*** Opening of Exercise data ***
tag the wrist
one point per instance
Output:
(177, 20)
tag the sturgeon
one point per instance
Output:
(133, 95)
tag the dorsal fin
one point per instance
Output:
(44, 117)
*** Close of Exercise data ***
*** Opening of Exercise data ***
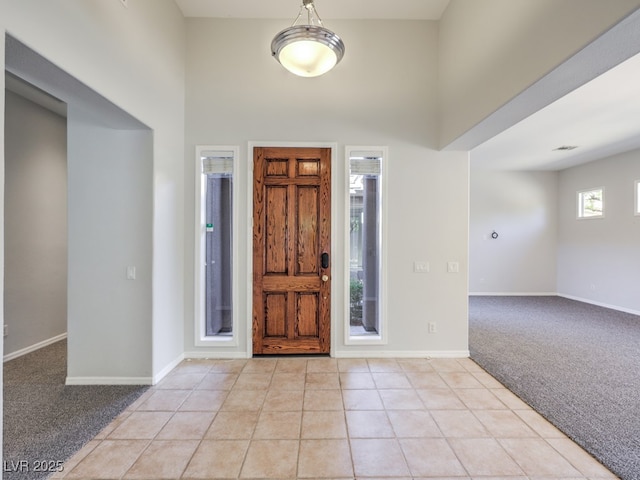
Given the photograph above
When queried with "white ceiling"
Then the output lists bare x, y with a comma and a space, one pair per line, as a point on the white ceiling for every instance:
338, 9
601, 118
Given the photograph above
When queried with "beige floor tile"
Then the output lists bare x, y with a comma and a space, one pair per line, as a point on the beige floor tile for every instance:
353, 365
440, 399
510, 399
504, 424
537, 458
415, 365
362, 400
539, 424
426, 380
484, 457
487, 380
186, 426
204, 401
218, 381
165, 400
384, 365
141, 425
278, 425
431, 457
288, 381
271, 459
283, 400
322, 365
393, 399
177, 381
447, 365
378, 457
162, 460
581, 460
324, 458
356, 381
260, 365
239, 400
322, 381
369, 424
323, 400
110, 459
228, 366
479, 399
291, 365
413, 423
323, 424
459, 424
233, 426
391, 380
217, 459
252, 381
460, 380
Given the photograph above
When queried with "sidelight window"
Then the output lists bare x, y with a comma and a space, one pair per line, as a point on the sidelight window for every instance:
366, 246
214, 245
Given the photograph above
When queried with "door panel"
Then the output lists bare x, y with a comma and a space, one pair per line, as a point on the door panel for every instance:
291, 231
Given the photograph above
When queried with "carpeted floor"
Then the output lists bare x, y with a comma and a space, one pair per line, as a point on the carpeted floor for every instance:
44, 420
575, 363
*** Close of Exercise data ***
*** Opening of Exercise data ***
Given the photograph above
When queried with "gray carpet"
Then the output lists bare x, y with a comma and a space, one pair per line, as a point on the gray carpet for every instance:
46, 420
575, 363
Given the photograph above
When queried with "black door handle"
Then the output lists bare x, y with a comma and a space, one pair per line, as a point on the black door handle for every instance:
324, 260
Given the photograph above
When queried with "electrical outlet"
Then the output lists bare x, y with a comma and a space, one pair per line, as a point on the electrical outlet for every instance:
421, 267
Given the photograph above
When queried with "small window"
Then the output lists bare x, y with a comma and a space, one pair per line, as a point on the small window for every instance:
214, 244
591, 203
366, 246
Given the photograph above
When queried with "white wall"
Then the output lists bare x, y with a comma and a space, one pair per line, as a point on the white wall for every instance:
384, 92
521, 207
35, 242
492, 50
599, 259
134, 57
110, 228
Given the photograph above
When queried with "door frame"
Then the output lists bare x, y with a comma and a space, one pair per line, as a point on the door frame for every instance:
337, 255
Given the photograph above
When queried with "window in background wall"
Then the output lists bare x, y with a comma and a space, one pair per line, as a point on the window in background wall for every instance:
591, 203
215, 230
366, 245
*** Close of Exercise data ***
Copy all lines of the listing above that contain the string "When".

When queried with "white ceiling"
When queried with "beige floor tile"
When queried with "sidelight window"
When queried with "door panel"
When queried with "carpeted floor"
When queried with "gray carpet"
When queried with "black door handle"
When queried with "electrical outlet"
When queried with "small window"
When queried with "white wall"
When queried with "door frame"
When queried with "window in background wall"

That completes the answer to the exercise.